● Directions for this task
For this exercise, please reproduce the records below word for word, from the first line through the line with "trunk with one point per instance.".

[Saved entries]
*** Block opens ***

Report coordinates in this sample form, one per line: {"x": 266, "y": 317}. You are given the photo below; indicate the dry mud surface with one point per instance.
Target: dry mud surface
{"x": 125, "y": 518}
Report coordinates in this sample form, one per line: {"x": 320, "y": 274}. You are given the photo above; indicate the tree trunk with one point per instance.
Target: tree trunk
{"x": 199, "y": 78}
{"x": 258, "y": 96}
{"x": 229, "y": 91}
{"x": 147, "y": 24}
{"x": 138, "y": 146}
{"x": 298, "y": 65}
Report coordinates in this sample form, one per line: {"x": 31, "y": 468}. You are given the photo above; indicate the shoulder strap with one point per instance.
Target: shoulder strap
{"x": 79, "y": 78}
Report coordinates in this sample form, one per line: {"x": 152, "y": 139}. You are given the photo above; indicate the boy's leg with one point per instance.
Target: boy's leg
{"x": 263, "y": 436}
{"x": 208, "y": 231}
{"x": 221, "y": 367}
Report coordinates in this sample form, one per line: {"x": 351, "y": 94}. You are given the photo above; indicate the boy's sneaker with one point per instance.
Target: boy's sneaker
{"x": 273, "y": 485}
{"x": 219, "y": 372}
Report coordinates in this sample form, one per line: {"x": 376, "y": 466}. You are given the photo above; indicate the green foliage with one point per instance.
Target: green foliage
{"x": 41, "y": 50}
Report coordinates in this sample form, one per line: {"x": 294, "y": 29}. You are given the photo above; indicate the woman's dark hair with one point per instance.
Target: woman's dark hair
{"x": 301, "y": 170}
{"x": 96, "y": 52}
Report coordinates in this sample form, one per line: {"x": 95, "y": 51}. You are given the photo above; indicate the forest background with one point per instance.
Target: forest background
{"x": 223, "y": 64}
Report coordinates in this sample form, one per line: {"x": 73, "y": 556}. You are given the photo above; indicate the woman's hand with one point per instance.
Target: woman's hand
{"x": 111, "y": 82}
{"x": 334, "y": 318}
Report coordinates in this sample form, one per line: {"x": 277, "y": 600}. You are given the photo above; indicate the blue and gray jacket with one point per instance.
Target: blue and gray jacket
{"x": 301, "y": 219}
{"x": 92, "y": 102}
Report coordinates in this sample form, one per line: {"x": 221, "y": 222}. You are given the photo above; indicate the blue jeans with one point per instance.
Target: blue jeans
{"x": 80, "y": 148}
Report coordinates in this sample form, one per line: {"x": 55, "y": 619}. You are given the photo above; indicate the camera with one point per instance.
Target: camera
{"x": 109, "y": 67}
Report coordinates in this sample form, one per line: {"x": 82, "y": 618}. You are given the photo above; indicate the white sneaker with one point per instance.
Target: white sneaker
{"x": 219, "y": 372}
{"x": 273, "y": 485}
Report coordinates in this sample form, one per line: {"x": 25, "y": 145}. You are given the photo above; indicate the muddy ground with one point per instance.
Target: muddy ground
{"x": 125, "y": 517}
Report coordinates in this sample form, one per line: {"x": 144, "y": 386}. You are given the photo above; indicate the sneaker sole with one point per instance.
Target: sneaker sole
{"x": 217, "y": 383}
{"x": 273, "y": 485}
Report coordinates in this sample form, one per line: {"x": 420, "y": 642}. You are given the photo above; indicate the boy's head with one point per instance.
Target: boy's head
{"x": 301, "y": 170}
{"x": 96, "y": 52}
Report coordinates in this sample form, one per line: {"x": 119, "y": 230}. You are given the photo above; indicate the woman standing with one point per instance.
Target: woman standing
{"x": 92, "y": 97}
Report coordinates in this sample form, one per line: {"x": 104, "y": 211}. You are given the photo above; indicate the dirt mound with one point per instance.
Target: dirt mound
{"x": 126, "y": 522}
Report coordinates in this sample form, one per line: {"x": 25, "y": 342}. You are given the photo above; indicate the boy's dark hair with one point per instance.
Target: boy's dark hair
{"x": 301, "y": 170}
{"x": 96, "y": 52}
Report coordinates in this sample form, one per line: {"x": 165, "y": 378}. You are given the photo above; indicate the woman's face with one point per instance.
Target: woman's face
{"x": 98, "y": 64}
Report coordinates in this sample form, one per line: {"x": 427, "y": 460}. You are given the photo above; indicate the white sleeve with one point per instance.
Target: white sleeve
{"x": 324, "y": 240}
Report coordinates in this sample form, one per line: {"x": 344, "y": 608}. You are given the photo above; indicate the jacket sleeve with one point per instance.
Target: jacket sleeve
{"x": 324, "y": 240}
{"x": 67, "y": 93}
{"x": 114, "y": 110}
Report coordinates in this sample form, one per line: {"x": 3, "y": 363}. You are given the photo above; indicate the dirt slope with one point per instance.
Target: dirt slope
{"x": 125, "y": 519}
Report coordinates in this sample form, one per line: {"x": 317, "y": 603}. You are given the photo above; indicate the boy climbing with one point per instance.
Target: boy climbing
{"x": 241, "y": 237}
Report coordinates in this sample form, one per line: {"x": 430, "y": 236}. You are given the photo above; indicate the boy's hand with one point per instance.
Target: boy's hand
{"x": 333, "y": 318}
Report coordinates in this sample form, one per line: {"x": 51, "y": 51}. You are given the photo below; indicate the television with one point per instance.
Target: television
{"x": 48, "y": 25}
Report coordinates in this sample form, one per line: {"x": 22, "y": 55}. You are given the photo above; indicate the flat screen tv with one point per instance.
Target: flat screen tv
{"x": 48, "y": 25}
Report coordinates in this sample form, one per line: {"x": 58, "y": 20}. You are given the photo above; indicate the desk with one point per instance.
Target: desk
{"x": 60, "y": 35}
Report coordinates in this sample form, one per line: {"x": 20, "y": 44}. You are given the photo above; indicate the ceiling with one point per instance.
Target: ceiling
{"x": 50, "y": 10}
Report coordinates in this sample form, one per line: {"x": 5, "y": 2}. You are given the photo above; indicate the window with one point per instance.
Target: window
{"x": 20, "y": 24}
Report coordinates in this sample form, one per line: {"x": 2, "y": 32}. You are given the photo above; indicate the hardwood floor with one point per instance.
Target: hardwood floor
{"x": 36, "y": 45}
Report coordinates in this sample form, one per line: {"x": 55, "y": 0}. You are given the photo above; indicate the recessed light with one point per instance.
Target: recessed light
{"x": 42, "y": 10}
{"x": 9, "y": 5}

*** Block closes ***

● Solution for this task
Report coordinates in this sample form, one per line: {"x": 266, "y": 317}. You are given the photo below; indicate the dry mud surface with one point per instance.
Target: dry mud surface
{"x": 125, "y": 518}
Report coordinates in this sample form, one per line: {"x": 320, "y": 274}. You are given the photo above; indicate the tree trunk with one point per instance.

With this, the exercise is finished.